+++ Exercise materials +++

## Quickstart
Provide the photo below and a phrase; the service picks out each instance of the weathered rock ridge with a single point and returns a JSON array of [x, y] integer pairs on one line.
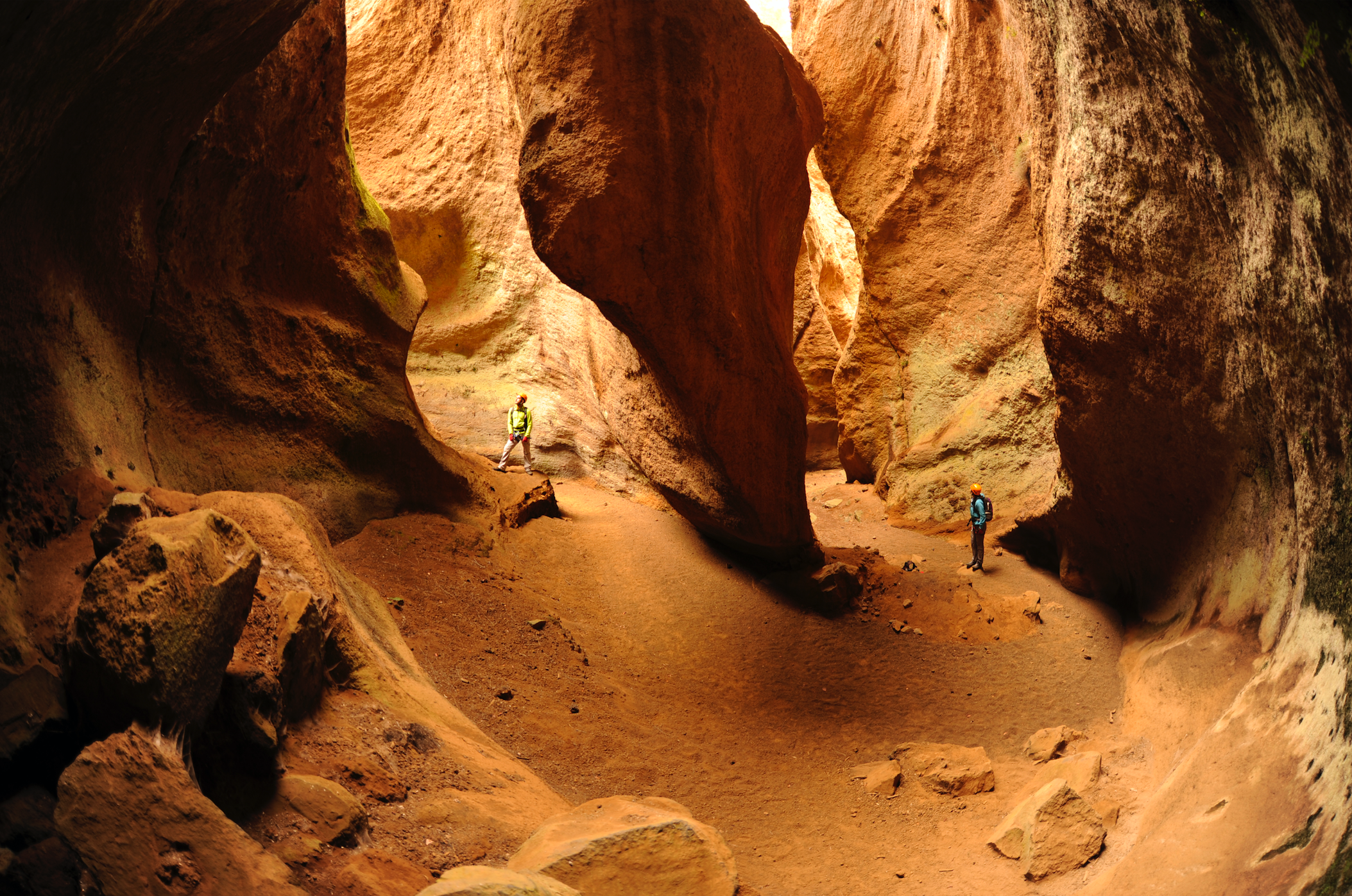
[[1143, 211], [436, 134], [663, 176]]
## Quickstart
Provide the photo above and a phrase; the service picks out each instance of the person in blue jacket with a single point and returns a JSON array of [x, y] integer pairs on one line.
[[518, 430], [980, 514]]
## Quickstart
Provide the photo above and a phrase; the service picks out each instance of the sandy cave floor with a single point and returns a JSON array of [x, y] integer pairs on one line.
[[706, 686]]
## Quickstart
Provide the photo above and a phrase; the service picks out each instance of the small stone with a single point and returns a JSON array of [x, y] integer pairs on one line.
[[1051, 831], [946, 768], [1081, 771], [296, 849], [1109, 811], [124, 511], [334, 813], [879, 777], [481, 880], [1047, 743], [620, 847]]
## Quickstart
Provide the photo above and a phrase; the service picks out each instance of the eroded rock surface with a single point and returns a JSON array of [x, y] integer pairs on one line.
[[140, 824], [479, 880], [944, 380], [632, 164], [160, 618], [625, 845], [1051, 831], [946, 768]]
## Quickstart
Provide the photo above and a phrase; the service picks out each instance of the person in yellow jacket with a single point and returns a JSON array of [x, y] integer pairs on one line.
[[518, 430]]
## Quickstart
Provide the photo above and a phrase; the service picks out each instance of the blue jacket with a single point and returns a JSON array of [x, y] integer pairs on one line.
[[978, 510]]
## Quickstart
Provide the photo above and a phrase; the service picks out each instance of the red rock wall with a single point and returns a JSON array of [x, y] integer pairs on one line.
[[1186, 232], [663, 176], [928, 137], [198, 299]]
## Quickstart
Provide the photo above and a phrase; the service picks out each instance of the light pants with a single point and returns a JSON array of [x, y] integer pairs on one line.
[[978, 545], [525, 448]]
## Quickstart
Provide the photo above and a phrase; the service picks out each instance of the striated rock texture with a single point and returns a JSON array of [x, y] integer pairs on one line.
[[826, 285], [436, 134], [200, 298], [1185, 224], [138, 822], [944, 382], [663, 176]]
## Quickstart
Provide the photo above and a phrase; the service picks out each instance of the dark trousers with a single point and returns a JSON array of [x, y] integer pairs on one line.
[[979, 545]]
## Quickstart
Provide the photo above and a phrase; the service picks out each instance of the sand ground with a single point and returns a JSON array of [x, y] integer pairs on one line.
[[667, 666]]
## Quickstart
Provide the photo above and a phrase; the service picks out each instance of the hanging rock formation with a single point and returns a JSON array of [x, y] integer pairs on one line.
[[437, 138], [662, 173]]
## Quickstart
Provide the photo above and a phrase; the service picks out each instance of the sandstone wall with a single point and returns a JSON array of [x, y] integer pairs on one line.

+++

◆ Problem
Except for the pictures, copy every line of the records above exactly.

◆ Reply
## Quickstart
Provide the photo below and a phrase; the service picks out each instance of the weathered rock ridge with a single point and returns a JSON array of [x, y] integer pairs on one line.
[[1143, 211], [436, 134], [663, 176]]
## Quickstart
Provide the photo above and a phrase; the service picks out each instance of the person in blue jacket with a single point and returns a JSON array of [x, y] integer pairs on one line.
[[518, 430], [980, 514]]
## Quickstart
Provide the photo above and a phrase; the service picks out each instance of the sandy cave floor with a single point and returns a JSON array of [x, y] integer pairs on one line.
[[706, 686]]
## Quickstart
Provide the photo above and a phrase; the service picks out each instance of the small stone with a single point and returns a JSON array of [x, y] integer pairs on one line.
[[1051, 831], [946, 768], [1081, 771], [296, 849], [1109, 811], [124, 511], [334, 813], [879, 777], [481, 880], [1047, 743], [620, 847]]
## Quickstart
Provide the photo above and a phrase; the service picks out each instance of the eroded rock surface with a single point and returns a JSON array of [x, y] integer pairs on one line.
[[140, 824], [479, 880], [944, 380], [632, 164], [160, 618], [625, 845], [1051, 831], [946, 768]]
## Quickstart
Provide the photo above and a phrase; the service picks out each instance of the person in yellow jacket with a single point and returns a JSON array of [x, y] integer pairs on one line.
[[518, 430]]
## Quickstart
Provide the photo above and a phrase; the service picks out each instance of the blue jacket with a single point and returns a JSON array of [x, y] integer pairs on one line.
[[978, 510]]
## Quickstart
Provide the photo above and a phrase; the service picks out each instance of the red rock wall with a single point and returns a JSON array of [x, y] integer pairs on one line.
[[1186, 232], [663, 176], [928, 137], [198, 299]]
## Quickstart
Provide the photo above and a phrase; the service picks out each instance of the light pants with a single point and returns a JSON array of [x, y] integer pairs on one line.
[[978, 545], [525, 448]]
## Quickstart
Provide the photo above and a phrase; the service picks out each instance of the striated rock texture with a single point and returns a JSON array of [x, y] integer pairs on one line.
[[826, 285], [436, 134], [200, 298], [1185, 224], [138, 822], [944, 382], [663, 176]]
## Quickstart
Provide the photo above and a phrase; the service picks out each instance of the dark trousers with a single point and returns a JSON array of [x, y] integer pairs on one line.
[[979, 545]]
## Quickstart
Provide the photo above and a phrase; the service picks out each instance of the sand ground with a single point and returns a JSON array of [x, y] integer pairs on one line.
[[667, 666]]
## Quickstart
Provide the photo above and a phrase; the service picks out each instance of the hanging rock formation with a single point and returns a JSON array of [x, y] integer pairs on one line.
[[437, 138], [662, 173]]
## Quickstart
Provide the photo above and a phrase; the service picks out each instance of the sandstone wall with a single point and returns a JSON array of [x, y] integer pairs on one line.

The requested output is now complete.